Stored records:
Start of Block

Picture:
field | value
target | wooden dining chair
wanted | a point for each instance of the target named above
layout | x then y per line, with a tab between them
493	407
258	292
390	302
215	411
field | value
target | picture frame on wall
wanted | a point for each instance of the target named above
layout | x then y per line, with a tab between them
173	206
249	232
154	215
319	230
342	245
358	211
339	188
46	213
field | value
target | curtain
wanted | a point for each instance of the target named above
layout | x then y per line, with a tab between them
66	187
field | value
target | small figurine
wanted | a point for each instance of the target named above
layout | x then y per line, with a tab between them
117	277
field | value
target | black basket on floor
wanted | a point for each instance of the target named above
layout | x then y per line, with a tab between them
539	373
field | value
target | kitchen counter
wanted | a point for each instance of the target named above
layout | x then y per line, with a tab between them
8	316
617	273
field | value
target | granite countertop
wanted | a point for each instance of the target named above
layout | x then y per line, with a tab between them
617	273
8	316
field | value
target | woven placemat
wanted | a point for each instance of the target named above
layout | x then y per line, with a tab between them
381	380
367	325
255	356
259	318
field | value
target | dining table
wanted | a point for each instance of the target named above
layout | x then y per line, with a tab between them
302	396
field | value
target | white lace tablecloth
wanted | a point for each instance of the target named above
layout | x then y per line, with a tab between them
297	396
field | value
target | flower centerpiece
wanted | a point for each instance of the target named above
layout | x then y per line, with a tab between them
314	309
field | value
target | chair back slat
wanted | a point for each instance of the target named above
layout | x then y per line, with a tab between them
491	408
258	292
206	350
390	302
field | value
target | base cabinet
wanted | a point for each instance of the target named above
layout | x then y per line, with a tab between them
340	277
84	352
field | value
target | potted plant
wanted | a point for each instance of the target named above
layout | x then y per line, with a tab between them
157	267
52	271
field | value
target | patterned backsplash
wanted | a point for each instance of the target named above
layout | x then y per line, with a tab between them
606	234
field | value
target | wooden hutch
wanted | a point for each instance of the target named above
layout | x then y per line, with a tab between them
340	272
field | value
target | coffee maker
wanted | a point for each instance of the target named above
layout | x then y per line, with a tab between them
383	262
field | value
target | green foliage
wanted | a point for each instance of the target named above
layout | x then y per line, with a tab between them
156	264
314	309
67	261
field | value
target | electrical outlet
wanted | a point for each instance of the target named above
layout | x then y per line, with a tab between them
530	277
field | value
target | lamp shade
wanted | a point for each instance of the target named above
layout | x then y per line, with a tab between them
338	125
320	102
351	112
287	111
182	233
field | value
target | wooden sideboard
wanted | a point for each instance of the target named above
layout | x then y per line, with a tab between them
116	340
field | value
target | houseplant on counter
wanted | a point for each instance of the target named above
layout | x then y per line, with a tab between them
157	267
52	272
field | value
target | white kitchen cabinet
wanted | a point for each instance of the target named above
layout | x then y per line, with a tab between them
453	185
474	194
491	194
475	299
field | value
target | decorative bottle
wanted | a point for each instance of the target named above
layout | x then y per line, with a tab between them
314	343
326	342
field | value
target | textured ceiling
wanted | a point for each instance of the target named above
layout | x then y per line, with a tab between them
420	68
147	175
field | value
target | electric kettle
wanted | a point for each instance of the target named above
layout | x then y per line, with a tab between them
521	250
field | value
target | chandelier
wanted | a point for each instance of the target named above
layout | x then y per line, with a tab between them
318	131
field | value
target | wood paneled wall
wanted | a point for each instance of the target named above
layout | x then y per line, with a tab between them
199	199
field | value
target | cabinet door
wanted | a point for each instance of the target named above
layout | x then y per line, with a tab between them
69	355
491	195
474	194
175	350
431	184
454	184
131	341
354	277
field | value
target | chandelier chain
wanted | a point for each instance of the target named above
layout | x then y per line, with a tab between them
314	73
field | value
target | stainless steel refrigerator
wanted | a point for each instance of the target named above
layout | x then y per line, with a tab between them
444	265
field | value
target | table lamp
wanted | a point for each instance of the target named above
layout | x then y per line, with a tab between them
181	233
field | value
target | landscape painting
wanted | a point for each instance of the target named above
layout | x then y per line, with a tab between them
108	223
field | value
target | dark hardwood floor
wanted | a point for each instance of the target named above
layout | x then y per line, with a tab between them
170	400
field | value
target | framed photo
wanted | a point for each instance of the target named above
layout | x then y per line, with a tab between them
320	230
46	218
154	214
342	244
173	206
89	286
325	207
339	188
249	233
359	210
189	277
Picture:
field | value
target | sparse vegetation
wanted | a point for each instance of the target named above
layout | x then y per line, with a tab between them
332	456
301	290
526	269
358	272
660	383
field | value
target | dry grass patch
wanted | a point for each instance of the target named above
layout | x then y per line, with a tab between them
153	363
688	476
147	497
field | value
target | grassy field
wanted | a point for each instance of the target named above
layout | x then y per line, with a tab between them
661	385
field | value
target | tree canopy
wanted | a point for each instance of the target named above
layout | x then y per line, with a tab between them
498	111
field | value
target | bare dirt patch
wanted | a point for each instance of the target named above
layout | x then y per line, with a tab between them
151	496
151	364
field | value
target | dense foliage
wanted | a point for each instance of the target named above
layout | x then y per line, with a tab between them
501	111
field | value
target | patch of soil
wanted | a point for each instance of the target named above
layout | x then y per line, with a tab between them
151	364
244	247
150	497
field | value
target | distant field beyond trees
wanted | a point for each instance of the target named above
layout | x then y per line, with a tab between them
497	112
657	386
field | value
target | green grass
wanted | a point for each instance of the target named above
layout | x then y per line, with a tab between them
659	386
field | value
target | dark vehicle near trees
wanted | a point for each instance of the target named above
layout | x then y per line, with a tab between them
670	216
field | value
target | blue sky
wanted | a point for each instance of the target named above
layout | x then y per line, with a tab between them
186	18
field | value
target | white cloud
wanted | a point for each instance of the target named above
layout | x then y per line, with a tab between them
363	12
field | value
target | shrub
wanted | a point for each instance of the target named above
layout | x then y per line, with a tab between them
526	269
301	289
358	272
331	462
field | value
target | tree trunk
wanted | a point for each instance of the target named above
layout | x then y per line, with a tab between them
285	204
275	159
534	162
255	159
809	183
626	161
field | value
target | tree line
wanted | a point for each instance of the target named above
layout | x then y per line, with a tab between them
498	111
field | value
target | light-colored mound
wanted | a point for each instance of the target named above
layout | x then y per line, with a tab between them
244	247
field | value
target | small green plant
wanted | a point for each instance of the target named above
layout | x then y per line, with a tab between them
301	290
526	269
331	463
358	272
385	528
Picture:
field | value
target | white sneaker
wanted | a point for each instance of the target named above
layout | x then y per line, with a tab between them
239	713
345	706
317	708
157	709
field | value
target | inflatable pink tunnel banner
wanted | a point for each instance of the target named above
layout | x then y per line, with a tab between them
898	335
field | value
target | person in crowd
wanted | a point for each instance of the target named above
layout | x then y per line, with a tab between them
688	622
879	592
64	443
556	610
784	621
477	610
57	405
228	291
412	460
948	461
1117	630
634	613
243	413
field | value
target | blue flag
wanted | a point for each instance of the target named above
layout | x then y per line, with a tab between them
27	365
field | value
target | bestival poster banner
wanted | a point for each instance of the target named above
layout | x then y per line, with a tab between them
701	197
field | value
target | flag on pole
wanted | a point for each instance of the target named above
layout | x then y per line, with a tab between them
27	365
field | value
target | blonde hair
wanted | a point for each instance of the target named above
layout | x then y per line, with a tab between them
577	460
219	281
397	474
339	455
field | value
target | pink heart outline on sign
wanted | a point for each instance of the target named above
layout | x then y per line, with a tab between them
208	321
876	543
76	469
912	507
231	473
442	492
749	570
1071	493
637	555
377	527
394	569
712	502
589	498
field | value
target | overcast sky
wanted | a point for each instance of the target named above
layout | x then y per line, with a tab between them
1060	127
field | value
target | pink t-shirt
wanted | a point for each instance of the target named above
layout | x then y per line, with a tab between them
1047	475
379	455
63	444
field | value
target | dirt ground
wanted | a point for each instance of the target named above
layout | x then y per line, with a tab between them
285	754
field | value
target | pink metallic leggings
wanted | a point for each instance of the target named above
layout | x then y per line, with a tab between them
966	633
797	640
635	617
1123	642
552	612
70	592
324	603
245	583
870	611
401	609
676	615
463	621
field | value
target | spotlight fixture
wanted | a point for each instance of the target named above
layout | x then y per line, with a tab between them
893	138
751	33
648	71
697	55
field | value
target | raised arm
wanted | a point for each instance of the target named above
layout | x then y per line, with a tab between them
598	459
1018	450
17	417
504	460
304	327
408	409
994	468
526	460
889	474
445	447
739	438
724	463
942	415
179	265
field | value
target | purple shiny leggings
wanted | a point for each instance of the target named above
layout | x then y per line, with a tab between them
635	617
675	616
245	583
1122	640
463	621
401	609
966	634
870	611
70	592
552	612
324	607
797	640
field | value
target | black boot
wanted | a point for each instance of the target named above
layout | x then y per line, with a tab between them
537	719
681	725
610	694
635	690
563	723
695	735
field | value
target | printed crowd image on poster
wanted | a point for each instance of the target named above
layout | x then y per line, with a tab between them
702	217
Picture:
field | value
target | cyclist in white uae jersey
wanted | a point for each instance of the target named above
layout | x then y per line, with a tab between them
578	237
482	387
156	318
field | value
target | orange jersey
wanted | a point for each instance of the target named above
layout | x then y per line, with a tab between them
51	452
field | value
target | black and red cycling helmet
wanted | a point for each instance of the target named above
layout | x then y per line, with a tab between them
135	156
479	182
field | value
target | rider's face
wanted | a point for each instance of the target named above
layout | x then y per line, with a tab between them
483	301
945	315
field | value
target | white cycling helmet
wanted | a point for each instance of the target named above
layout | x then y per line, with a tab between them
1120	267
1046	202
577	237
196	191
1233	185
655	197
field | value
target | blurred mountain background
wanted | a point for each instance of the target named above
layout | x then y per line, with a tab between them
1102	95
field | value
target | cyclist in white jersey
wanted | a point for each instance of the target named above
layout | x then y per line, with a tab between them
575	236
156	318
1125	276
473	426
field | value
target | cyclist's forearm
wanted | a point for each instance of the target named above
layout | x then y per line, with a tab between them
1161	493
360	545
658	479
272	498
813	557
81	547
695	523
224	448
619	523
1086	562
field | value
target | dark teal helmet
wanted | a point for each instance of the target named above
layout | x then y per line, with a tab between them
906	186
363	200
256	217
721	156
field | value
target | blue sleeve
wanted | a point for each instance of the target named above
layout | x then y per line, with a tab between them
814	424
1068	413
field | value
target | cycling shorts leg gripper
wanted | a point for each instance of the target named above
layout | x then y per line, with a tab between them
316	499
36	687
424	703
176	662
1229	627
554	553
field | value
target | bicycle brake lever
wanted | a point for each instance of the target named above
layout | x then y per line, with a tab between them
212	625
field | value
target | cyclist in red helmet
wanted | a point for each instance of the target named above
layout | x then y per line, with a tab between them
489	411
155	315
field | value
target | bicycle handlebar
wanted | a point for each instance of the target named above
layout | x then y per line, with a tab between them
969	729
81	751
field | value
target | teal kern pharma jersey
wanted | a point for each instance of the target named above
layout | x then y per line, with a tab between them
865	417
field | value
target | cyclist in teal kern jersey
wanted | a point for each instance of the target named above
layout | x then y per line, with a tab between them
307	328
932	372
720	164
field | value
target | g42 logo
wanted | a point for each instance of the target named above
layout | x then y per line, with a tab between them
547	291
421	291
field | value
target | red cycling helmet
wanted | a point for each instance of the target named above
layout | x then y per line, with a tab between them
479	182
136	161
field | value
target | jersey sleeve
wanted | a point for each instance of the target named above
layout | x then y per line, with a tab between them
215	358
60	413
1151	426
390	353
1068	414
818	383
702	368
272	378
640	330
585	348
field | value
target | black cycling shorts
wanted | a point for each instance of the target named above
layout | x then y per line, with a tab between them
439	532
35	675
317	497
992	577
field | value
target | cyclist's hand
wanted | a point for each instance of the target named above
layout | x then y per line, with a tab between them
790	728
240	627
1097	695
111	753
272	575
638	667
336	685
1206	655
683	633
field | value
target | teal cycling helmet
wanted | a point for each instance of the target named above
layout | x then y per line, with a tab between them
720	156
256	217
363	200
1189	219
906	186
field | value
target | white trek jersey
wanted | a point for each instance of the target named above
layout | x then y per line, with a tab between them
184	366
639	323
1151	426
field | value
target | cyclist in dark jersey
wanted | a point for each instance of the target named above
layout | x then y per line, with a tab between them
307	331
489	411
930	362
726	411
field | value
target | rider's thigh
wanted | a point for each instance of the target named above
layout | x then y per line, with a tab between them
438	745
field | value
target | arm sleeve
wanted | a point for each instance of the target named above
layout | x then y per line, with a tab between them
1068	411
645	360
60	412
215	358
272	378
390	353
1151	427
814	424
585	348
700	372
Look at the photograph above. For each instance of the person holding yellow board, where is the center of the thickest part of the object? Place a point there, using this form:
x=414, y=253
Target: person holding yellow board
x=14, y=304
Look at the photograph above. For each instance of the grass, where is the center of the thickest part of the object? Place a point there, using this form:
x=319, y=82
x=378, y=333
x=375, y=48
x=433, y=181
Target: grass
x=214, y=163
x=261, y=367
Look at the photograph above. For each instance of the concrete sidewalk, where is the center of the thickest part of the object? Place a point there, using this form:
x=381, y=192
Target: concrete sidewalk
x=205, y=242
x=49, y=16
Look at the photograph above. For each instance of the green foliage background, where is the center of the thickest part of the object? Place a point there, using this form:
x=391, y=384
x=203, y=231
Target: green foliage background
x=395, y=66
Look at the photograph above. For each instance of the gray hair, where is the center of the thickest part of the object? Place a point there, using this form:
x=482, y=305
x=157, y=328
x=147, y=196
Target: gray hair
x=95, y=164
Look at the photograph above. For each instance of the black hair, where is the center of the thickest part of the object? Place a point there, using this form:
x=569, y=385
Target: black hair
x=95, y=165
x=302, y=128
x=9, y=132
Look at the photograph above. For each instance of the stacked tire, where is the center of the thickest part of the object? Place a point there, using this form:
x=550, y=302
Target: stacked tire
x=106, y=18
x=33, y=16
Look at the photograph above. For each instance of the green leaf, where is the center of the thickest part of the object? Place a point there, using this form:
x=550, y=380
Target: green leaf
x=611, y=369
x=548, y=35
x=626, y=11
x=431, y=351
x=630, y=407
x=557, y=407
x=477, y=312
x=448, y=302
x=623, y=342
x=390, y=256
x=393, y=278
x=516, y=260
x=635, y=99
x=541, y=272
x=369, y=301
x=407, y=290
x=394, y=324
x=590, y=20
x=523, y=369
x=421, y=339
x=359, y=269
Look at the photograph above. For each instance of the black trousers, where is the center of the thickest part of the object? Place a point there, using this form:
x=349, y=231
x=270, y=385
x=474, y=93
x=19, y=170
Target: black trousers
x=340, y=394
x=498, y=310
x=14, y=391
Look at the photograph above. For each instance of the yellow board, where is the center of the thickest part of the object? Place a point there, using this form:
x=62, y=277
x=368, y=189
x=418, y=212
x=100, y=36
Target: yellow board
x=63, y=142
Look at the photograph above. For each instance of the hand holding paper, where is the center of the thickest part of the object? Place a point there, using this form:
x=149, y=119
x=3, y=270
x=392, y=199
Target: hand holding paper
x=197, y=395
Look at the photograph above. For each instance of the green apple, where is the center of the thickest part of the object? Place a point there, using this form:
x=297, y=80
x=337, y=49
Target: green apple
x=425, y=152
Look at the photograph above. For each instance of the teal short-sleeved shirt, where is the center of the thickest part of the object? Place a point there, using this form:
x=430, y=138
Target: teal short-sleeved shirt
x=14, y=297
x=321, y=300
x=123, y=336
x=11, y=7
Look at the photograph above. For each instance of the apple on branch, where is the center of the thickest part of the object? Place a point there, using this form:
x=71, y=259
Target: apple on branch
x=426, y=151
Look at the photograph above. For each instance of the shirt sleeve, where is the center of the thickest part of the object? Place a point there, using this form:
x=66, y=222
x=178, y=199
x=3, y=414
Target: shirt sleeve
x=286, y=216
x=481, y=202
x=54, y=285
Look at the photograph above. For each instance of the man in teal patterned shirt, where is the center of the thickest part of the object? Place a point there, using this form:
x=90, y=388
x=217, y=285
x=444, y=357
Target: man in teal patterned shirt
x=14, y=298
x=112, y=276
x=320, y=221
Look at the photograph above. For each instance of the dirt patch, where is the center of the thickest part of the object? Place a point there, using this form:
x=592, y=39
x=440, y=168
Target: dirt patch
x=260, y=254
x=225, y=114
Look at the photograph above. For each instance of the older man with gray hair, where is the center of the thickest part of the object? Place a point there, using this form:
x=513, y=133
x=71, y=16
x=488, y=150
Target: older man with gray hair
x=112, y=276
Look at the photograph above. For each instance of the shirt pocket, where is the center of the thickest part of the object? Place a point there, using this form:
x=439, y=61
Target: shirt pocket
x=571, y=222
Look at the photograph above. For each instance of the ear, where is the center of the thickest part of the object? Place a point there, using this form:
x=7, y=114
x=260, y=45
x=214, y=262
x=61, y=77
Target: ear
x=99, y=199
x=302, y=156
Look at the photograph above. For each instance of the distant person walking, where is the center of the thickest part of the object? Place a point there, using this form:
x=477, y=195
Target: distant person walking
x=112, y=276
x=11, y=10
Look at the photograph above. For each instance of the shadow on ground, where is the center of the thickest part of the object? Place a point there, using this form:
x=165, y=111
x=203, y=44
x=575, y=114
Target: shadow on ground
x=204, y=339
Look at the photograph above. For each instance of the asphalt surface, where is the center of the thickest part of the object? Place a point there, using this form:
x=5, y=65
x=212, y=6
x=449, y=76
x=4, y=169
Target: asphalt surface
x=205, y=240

End of Block

What to work on -
In the data above, find each line that has the word "helmet" and copy it out.

Written solution -
target | black and red cycling helmet
target | white cycling helmet
target | dark teal helmet
target | cyclist in red helmet
target | red cycling helmet
target | teal cycling helmet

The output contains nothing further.